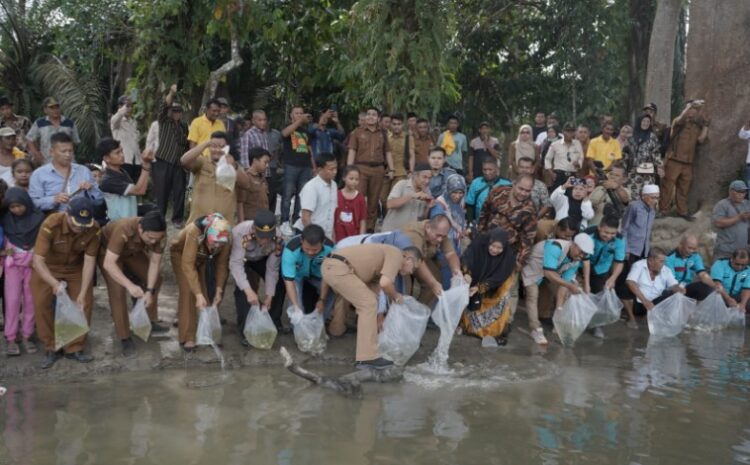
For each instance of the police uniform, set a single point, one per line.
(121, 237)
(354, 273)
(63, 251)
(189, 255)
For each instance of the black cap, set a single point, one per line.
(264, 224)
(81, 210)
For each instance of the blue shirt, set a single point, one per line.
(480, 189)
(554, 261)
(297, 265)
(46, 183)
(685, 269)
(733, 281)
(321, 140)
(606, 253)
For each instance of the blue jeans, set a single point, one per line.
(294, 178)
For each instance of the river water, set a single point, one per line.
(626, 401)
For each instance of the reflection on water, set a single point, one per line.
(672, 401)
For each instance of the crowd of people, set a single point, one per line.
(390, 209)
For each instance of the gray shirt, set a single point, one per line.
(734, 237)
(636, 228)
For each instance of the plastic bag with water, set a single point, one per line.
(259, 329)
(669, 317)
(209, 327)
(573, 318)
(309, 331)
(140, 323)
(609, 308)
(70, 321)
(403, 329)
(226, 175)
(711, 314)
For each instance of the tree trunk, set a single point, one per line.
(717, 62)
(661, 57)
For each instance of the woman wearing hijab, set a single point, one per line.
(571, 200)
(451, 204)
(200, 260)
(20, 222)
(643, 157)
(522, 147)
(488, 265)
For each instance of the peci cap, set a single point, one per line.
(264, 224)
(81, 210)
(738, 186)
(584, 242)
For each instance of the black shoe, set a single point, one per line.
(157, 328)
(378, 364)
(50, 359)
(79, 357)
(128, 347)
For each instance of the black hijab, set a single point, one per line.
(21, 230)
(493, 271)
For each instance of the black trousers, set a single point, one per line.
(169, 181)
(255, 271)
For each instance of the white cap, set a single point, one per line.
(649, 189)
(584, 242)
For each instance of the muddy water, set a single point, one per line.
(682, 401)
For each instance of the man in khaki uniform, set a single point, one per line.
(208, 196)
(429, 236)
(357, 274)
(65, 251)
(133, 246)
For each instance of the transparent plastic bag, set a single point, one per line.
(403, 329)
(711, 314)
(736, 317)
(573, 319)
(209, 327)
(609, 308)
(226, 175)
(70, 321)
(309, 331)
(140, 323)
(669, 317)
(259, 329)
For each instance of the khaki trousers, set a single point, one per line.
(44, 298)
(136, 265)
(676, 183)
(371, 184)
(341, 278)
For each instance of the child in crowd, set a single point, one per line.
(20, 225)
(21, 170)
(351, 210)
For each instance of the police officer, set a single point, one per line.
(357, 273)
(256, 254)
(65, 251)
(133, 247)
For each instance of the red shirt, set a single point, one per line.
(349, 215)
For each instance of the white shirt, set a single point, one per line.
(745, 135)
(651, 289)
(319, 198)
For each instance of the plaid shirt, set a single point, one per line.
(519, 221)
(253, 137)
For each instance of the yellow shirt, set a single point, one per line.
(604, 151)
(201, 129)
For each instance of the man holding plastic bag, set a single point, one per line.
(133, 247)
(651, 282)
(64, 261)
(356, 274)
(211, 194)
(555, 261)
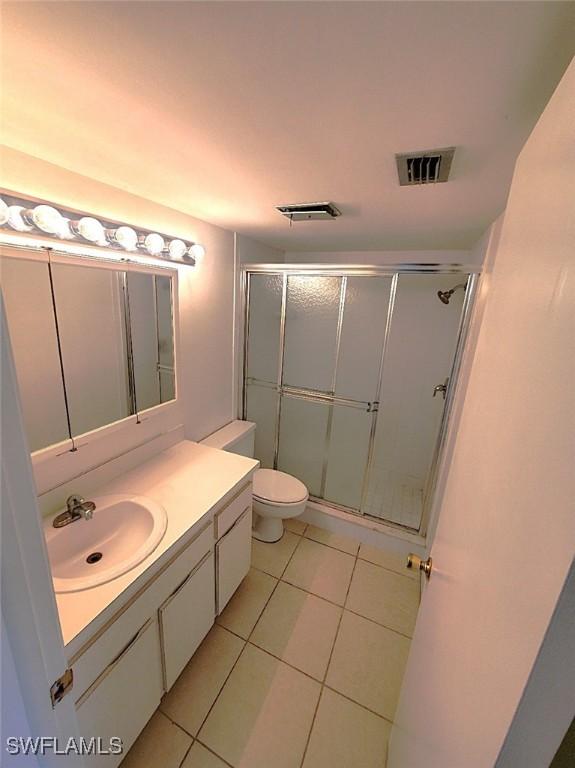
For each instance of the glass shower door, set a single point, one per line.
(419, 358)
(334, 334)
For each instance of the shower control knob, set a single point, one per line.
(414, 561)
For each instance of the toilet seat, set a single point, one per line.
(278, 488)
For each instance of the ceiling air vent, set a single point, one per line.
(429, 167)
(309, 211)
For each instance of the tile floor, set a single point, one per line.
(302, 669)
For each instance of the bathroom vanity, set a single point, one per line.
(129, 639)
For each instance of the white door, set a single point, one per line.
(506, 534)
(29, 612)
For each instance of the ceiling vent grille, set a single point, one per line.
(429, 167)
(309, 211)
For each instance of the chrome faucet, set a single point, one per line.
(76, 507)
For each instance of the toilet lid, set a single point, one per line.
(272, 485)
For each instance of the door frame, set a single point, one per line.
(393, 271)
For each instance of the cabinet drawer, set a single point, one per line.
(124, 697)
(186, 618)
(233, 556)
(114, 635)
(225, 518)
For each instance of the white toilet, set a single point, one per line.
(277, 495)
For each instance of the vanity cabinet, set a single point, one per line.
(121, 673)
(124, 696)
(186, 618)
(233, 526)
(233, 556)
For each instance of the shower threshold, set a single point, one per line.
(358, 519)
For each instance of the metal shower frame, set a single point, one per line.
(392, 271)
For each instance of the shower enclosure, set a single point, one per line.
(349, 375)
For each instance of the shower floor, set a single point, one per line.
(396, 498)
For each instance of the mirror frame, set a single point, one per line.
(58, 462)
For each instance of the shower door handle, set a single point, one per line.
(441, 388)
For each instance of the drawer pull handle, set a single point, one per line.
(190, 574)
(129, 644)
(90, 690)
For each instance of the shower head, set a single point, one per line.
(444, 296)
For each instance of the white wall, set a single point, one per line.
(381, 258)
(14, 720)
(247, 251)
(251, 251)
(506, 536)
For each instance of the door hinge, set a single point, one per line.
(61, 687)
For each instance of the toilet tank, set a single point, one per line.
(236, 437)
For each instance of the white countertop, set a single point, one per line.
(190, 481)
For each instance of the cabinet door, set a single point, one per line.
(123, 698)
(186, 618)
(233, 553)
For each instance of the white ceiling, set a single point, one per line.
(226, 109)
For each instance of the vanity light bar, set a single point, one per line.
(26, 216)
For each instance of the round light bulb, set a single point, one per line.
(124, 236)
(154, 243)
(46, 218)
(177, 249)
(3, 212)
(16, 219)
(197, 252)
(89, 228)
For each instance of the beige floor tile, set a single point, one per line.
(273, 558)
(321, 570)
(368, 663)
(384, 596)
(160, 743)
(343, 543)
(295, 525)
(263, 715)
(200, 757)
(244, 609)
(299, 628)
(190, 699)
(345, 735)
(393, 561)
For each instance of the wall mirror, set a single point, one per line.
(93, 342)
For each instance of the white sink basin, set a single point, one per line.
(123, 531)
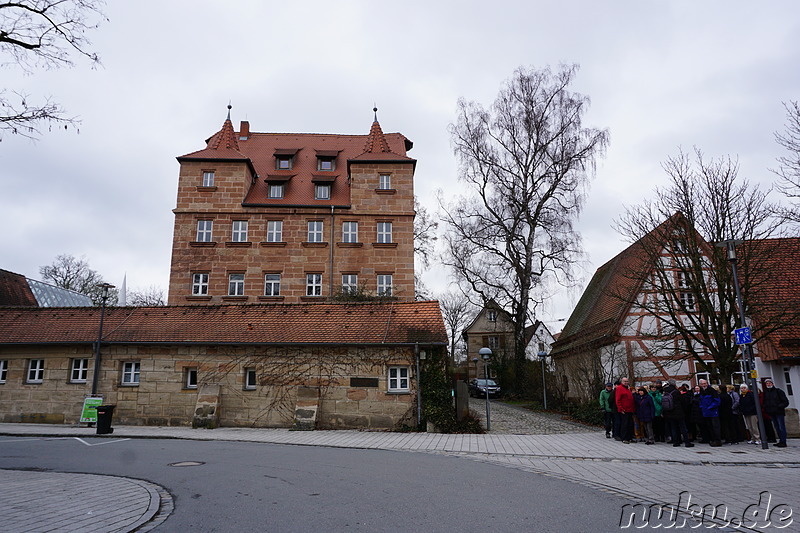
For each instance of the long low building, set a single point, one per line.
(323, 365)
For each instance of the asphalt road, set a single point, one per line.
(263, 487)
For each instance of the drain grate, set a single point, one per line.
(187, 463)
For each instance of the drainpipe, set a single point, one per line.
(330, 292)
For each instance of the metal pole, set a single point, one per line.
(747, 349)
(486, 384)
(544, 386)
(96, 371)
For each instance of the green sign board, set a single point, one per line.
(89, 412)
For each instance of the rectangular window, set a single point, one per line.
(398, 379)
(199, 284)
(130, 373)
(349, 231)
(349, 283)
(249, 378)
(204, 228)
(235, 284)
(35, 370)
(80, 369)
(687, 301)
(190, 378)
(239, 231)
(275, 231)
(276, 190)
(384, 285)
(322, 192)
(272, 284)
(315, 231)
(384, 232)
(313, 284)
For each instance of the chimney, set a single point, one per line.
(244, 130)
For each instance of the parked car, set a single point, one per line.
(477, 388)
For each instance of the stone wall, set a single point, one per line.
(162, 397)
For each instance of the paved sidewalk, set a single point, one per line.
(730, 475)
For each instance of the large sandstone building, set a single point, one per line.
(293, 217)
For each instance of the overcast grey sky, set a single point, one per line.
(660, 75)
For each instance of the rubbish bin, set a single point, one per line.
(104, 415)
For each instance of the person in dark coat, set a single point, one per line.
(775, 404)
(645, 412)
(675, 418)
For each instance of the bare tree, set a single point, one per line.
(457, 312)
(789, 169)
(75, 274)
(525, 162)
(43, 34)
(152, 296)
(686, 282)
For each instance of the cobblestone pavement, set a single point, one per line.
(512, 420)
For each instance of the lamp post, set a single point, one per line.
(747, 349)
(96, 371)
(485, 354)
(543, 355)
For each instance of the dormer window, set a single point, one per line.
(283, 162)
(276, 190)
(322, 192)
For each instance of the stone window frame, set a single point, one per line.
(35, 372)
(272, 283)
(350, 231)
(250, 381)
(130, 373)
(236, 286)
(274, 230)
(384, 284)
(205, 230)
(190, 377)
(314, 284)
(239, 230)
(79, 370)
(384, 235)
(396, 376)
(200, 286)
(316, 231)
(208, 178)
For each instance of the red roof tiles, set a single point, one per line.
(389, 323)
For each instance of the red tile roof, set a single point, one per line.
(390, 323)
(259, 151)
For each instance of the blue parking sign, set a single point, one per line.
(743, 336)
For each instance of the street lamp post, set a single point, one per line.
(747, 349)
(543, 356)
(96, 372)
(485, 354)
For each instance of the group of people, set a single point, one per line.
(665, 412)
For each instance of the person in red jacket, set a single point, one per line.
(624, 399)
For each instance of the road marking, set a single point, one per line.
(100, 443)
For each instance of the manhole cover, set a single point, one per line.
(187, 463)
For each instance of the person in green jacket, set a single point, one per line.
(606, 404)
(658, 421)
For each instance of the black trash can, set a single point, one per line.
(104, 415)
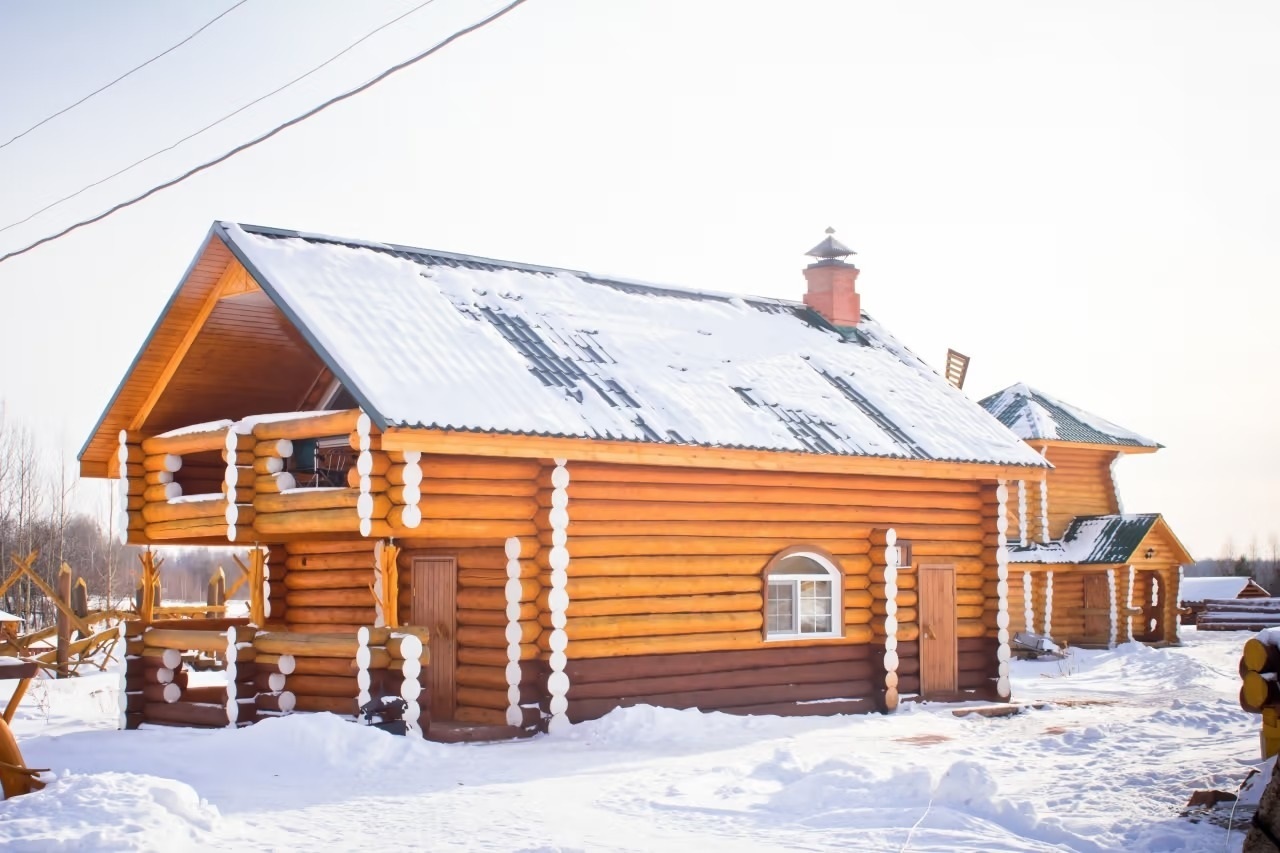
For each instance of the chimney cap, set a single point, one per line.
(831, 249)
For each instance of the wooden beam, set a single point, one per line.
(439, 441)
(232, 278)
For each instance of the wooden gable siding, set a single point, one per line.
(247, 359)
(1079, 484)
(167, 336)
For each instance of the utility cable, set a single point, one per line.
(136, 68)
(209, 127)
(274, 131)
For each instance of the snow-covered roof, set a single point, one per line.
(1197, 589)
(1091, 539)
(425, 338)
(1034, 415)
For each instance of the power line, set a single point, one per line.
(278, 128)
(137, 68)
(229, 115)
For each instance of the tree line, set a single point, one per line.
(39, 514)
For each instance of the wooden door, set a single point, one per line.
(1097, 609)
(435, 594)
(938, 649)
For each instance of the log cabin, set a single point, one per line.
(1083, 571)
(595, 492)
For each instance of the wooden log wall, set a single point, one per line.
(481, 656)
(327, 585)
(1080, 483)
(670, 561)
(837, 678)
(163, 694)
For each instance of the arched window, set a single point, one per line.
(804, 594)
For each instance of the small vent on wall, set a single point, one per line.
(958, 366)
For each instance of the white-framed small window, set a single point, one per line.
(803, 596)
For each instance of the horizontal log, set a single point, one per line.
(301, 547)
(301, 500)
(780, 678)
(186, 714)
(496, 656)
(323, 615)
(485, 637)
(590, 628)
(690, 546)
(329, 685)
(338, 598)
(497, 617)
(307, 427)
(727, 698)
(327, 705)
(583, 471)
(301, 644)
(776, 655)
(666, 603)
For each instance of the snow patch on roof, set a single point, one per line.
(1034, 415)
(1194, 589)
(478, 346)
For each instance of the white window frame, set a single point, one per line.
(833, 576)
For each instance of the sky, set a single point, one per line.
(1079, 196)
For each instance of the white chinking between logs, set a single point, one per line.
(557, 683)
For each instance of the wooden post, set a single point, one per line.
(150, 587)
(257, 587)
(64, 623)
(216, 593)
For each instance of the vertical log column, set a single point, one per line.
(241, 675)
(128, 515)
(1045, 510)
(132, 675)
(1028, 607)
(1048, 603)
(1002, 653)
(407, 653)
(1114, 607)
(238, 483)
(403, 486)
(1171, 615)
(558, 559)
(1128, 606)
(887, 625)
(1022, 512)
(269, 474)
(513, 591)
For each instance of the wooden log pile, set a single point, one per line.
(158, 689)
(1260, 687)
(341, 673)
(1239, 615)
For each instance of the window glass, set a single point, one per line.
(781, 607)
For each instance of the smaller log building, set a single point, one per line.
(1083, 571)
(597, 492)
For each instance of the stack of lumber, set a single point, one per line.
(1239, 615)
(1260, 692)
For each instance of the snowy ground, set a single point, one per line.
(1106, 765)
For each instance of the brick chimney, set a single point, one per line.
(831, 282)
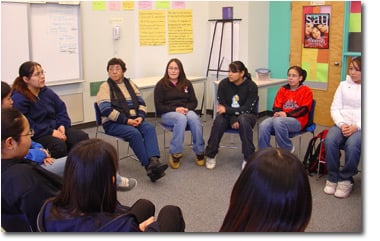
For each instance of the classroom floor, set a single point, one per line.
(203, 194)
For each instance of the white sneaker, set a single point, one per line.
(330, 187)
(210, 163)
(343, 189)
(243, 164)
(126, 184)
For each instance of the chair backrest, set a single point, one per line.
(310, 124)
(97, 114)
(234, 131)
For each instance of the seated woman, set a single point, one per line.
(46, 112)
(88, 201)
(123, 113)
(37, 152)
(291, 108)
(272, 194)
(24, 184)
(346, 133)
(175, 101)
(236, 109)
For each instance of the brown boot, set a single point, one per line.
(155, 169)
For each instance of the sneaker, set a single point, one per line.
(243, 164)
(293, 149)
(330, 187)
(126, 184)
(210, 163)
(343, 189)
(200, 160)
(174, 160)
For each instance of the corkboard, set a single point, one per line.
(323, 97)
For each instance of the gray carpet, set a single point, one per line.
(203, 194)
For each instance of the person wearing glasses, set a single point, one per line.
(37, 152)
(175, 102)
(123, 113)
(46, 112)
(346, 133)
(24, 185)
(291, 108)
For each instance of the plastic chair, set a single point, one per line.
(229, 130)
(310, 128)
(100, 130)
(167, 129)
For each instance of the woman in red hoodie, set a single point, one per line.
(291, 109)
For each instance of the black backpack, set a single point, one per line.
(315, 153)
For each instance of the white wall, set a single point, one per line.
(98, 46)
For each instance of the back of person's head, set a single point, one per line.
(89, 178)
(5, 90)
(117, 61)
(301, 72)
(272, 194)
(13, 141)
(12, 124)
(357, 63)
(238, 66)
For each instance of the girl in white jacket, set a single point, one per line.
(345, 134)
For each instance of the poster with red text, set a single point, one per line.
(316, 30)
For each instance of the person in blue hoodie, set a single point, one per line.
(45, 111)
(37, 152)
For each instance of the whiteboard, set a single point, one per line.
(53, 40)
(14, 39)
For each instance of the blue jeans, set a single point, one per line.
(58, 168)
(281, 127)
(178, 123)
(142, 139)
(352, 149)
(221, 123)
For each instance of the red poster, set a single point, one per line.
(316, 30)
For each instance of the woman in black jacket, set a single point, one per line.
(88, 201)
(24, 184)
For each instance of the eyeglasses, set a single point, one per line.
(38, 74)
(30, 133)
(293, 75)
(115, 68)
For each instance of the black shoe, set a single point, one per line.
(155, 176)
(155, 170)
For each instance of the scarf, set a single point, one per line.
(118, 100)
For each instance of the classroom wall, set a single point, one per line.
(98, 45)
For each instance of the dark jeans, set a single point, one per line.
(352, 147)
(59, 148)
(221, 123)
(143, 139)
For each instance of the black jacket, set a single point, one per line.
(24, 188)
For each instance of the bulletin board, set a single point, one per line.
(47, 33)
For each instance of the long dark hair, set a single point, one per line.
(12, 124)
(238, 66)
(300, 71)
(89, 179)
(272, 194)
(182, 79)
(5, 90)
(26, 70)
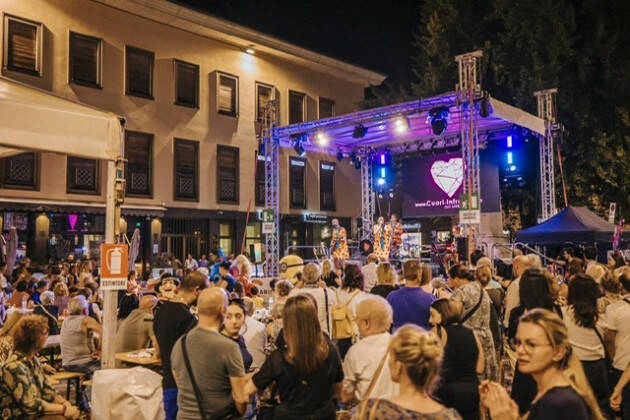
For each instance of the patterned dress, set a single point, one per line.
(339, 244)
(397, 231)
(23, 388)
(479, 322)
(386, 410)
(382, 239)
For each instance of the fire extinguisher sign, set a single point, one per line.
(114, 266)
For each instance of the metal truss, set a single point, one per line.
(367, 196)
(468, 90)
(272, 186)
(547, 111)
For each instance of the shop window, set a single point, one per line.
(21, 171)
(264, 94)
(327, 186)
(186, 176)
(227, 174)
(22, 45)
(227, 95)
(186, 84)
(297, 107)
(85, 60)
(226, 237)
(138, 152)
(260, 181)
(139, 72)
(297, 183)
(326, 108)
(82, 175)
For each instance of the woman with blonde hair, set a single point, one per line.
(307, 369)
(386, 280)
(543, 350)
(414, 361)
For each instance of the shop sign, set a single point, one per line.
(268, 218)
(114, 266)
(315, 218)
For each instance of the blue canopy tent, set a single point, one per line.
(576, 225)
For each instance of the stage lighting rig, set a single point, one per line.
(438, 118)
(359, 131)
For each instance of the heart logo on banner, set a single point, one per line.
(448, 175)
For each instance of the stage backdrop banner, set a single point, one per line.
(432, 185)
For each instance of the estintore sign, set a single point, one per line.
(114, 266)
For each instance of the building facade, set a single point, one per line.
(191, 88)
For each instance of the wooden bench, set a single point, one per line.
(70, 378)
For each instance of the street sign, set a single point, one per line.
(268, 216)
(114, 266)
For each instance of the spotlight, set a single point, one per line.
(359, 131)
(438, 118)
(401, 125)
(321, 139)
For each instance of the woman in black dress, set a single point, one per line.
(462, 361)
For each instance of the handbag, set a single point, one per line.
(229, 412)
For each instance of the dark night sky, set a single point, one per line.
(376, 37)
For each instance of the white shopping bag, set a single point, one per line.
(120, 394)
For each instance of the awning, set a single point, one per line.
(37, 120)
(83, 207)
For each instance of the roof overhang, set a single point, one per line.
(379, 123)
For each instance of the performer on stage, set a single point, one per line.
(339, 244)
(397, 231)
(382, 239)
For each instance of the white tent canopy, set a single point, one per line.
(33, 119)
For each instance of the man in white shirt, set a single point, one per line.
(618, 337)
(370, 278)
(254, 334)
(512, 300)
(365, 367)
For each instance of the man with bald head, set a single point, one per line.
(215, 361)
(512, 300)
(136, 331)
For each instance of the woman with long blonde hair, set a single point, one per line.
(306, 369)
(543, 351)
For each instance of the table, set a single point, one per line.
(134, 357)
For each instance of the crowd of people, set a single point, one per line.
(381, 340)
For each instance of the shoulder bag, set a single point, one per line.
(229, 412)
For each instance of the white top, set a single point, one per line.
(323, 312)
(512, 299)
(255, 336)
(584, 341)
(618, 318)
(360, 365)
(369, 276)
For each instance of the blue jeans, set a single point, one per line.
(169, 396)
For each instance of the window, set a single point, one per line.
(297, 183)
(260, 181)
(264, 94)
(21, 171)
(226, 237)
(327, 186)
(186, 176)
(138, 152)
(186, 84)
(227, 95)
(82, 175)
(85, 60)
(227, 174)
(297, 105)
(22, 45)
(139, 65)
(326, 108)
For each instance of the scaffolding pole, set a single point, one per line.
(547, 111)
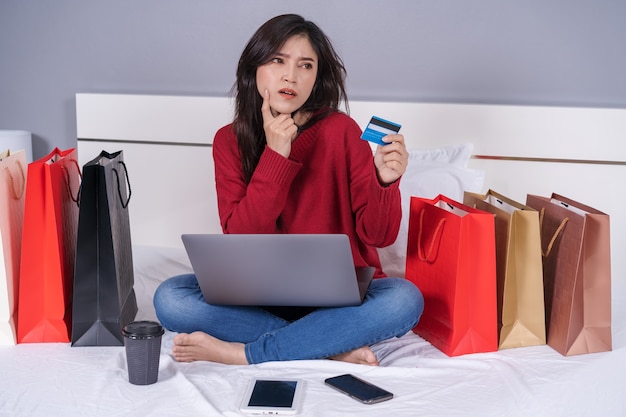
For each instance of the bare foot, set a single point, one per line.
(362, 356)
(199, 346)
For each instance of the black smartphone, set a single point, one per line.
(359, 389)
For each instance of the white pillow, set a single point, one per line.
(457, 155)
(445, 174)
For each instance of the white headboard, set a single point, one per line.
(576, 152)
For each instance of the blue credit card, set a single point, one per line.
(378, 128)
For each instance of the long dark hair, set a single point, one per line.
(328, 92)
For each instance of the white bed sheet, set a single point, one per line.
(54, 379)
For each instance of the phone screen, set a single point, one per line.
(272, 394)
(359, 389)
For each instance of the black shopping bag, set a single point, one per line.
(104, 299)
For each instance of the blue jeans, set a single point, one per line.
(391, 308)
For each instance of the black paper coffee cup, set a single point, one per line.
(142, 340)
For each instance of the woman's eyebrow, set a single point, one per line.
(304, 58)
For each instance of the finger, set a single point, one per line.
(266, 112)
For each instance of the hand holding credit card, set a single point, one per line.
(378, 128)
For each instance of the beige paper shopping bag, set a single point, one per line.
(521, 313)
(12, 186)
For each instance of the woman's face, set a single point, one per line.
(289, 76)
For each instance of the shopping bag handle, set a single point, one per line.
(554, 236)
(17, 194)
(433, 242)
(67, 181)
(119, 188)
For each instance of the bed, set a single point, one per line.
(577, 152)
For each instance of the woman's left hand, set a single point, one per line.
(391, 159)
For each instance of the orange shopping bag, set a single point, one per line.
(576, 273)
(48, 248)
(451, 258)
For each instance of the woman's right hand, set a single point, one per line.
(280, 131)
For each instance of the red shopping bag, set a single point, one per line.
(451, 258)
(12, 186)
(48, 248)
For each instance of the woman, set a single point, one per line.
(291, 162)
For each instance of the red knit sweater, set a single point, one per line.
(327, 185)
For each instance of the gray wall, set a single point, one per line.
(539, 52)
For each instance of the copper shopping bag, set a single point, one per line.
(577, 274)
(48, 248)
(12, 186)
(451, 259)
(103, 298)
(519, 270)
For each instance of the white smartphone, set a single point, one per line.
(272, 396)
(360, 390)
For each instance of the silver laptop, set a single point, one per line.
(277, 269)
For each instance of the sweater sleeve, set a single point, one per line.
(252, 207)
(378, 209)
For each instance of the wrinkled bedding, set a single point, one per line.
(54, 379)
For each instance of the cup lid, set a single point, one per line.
======
* [TASK TO COMPLETE] Take the lines from the one containing "For each instance of the bed, set" to the last line of the material above and write them out exactly.

* [WRITTEN REPLY]
For each instance of the bed, set a single point, one per line.
(577, 152)
For each instance of the woman's left hand, set a single point, one per line.
(391, 159)
For each instance of the orange shopping bag, set a single point, one per line.
(576, 273)
(48, 248)
(451, 258)
For each instance of the woman's right hand, set a single point, one per line.
(280, 131)
For each instance of the red shopping bag, set a single point, one per line.
(451, 258)
(12, 186)
(48, 248)
For each instance of the woman, set a single point, one per line.
(291, 162)
For each instance of the red knit sweater, set a single point, one per line.
(327, 185)
For each instance of the gray wall, set a single point, one per line.
(539, 52)
For each instance of the copper shopping bag, set a single point, one per line.
(577, 274)
(48, 248)
(12, 186)
(451, 259)
(103, 298)
(519, 270)
For each instance of the white smartphone, set a single point, one per line.
(272, 396)
(360, 390)
For each instance of the silver laptop, set a single point, one per line.
(277, 269)
For each instance of the sweater sleeve, set a single point, one per line.
(252, 207)
(378, 209)
For each instance of the wrinkled bedding, set a single point, one per line.
(54, 379)
For each instance of the cup lid, set a single point, one per line.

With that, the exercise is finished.